┌──

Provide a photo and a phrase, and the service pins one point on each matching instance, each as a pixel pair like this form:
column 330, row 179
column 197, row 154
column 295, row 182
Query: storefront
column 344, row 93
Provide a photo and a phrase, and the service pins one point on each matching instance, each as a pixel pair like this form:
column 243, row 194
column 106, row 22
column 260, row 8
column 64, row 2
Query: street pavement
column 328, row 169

└──

§ **To do**
From the first line to the last, copy the records without alteration.

§ **Answer**
Provide a photo and a phrase, and the service pins one point on each matching instance, each as a pixel pair like this form:
column 330, row 179
column 197, row 154
column 295, row 182
Query: storefront
column 344, row 93
Provide a photo and a phrase, and the service pins one point on each matching instance, each as a pixel pair like this form:
column 243, row 194
column 106, row 22
column 260, row 8
column 64, row 2
Query: street pavement
column 328, row 169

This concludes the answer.